(Given exercise) List every line of the material below that contains the word "concrete", matching case exactly.

(Records provided)
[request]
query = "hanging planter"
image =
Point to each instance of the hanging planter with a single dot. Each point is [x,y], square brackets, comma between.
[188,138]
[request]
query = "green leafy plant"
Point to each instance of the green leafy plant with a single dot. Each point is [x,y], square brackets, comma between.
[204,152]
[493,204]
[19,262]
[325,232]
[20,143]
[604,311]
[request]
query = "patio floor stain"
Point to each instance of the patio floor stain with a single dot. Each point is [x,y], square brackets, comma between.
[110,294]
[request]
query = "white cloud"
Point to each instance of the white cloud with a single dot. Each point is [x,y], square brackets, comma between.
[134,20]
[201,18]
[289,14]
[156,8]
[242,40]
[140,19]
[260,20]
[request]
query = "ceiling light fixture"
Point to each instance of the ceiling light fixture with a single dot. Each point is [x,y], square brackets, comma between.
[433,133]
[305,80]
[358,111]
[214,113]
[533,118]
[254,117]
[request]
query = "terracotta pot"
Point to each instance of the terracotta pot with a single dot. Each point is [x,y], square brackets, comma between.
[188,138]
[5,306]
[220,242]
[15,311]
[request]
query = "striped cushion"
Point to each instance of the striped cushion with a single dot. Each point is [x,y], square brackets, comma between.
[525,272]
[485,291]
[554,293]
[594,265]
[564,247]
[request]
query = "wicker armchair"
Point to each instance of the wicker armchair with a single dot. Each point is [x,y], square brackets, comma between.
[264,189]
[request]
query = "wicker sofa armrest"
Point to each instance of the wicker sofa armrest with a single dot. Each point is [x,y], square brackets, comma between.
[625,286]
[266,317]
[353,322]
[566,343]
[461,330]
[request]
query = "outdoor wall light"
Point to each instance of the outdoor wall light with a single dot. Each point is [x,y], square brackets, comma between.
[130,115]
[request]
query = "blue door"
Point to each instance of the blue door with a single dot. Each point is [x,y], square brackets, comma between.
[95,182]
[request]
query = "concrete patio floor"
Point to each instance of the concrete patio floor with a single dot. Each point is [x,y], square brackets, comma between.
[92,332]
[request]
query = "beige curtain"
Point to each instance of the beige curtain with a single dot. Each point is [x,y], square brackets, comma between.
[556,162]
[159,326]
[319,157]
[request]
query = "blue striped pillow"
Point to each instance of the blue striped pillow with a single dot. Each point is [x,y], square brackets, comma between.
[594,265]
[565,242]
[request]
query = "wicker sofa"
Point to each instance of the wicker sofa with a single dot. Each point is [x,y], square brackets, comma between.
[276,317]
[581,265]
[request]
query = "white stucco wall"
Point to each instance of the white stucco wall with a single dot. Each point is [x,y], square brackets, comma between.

(Reply)
query = "concrete patio floor"
Point to each instance of the concrete patio floor with a single dot. Each point is [x,y], square brackets, comma between.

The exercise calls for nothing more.